Convert every line of the listing below into a JSON list of strings, one string per line, with blank lines omitted.

▼

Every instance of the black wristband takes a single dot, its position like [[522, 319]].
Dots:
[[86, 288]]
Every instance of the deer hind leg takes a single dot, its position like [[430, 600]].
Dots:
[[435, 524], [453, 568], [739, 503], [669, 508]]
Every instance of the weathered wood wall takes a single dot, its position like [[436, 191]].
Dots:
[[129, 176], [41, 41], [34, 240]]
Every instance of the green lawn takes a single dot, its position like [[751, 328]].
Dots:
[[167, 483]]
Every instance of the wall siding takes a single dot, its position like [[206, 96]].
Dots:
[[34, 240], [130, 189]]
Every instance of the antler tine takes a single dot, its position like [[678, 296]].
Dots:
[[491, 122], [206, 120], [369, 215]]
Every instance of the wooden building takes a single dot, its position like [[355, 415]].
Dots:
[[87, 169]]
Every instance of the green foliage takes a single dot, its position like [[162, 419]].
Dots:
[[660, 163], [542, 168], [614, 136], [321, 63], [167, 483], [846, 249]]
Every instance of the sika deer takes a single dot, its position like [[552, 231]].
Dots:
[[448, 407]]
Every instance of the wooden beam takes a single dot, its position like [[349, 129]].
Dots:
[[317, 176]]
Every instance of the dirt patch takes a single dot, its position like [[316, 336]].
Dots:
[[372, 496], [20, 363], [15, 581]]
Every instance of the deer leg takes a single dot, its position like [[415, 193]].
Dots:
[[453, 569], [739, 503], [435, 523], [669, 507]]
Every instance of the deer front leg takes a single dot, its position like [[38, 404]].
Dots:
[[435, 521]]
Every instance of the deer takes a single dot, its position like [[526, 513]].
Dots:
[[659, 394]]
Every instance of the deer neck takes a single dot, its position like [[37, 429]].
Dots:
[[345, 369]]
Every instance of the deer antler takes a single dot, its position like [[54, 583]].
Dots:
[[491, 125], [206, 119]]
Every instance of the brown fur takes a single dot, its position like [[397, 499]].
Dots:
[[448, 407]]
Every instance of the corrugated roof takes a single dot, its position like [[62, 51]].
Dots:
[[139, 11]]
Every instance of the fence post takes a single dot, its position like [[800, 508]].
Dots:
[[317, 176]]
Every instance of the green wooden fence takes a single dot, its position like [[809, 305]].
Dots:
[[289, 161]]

▲

### Response
[
  "Every instance of the black wristband takes a single dot, its position like [[522, 319]].",
  "Dots:",
  "[[86, 288]]",
  "Every instance of the deer hind leg takes a single dot, its position like [[430, 600]].",
  "Dots:",
  "[[435, 524], [453, 568], [739, 503], [669, 508]]",
  "Every instance of the weathered wood wall takes a single dot, its position like [[436, 191]].",
  "Dots:",
  "[[129, 176], [41, 41], [34, 240]]",
  "Every instance of the green lawn takes a single dot, its position like [[751, 328]].",
  "Dots:",
  "[[167, 483]]",
  "Every instance of the wall siding takes a single dot, its position like [[206, 96]].",
  "Dots:",
  "[[34, 240], [130, 189]]",
  "Every instance of the antler tine takes a single dot, its position like [[678, 296]].",
  "Dots:",
  "[[491, 122], [206, 120], [369, 215]]",
  "Every instance of the wooden building takes a single dot, its position like [[355, 415]].",
  "Dots:",
  "[[87, 169]]",
  "Every instance of the green foliage takes a single dot, its position like [[162, 419]].",
  "Dots:",
  "[[660, 163], [542, 168], [614, 136], [321, 63], [167, 483], [846, 249]]",
  "Every instance of the sika deer takes a single dot, its position like [[552, 231]].",
  "Dots:",
  "[[448, 407]]",
  "Every instance of the wooden beam takes a single dot, its position like [[349, 129]].",
  "Dots:",
  "[[317, 176]]",
  "Every instance of the dirt patch takes a single dot, its position like [[316, 336]].",
  "Dots:",
  "[[372, 496], [20, 363], [15, 581]]",
  "Every instance of the deer leg takes a single dot, its position like [[415, 193]].",
  "Dots:",
  "[[453, 569], [739, 503], [435, 523], [669, 507]]",
  "Every instance of the deer front leg takes a single dot, its position like [[38, 404]].",
  "Dots:",
  "[[435, 521]]",
  "Every instance of the deer takes a single dot, its position like [[526, 513]].",
  "Dots:",
  "[[659, 394]]",
  "Every instance of the deer neck takes a single dot, its position like [[37, 429]].",
  "Dots:",
  "[[345, 369]]",
  "Every instance of the deer antler takes a single dot, its position like [[54, 583]].",
  "Dots:",
  "[[491, 125], [206, 119]]",
  "Every instance of the brown fur takes a single dot, its position like [[397, 499]].",
  "Dots:",
  "[[448, 407]]",
  "Every instance of the corrugated roof takes a single dot, its position like [[62, 51]].",
  "Dots:",
  "[[139, 11]]",
  "Every instance of the fence post takes a single dot, its position like [[800, 508]].",
  "Dots:",
  "[[317, 176]]",
  "Every instance of the green wooden fence takes a single dot, its position like [[809, 305]].",
  "Dots:",
  "[[289, 161]]"
]